# Saltwater Beginner Here. Friend Says Get Fish To Die In Tank...huh



## carmine00700 (Apr 13, 2011)

My saltwater aquarium is about 7 days old. I have a 55gal with an overflow system that goes into a custom made sump tank with no skimmer right now.(friend says no skimmer is ok for now).sump tank has 10bs live sand in it. I have 2 big hermet crabs, 6 small hermet crabs and 2 damsel fish and 12 live rock with brisle worms in them to start things up. 1 damsel died and my friend said i should have left it in to build ammonia and to see if my aquarium can handle it. oh...and my sand just started turning brown....................SHOULD I LISTEN TO MY FREIND? DOES ANYONE HAVE ANY ADVICE?


----------



## NeonShark666 (Dec 13, 2010)

You started cycling with way too many animals. I suspect you Ammonia level is very high. Make sure your SP Gravity (> 1.018), ph (>7.9) and Temperature (>75) are what they should be. Don't add any animials and add limited food for a few days. Most inverts are very sensative to water quality, and if it goes bad, are the first to die. Protien Skimmers take a while to get started but still provide some needed aeriation.


----------



## carmine00700 (Apr 13, 2011)

● DATASET ROWS
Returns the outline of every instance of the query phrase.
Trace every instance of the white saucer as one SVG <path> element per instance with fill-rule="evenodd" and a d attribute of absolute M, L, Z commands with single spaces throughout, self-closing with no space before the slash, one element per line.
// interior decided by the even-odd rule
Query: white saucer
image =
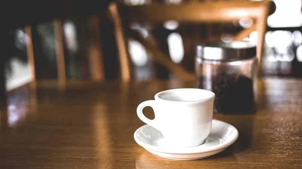
<path fill-rule="evenodd" d="M 135 131 L 135 141 L 146 150 L 161 157 L 178 160 L 203 158 L 220 152 L 238 138 L 238 130 L 226 122 L 213 120 L 210 134 L 205 142 L 192 147 L 177 147 L 169 145 L 162 132 L 146 124 Z"/>

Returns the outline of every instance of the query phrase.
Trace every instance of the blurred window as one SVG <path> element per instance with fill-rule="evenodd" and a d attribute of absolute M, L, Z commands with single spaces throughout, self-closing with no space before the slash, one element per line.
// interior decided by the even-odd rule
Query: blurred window
<path fill-rule="evenodd" d="M 148 60 L 146 50 L 138 42 L 129 40 L 128 42 L 128 50 L 130 57 L 134 64 L 137 66 L 145 65 Z"/>
<path fill-rule="evenodd" d="M 302 26 L 301 0 L 274 0 L 276 11 L 267 19 L 267 24 L 272 28 Z"/>
<path fill-rule="evenodd" d="M 184 46 L 182 38 L 179 34 L 173 33 L 168 37 L 169 53 L 172 61 L 179 63 L 184 58 Z"/>
<path fill-rule="evenodd" d="M 302 45 L 300 45 L 297 49 L 296 54 L 298 61 L 302 62 Z"/>

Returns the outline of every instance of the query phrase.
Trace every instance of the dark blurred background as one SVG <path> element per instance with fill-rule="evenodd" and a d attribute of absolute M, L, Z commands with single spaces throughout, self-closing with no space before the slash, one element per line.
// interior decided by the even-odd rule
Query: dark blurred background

● WHAT TO PRODUCE
In the aquarium thread, how large is the original poster's tank? The entries have no connection to the aquarium thread.

● WORKED SOLUTION
55 gallons.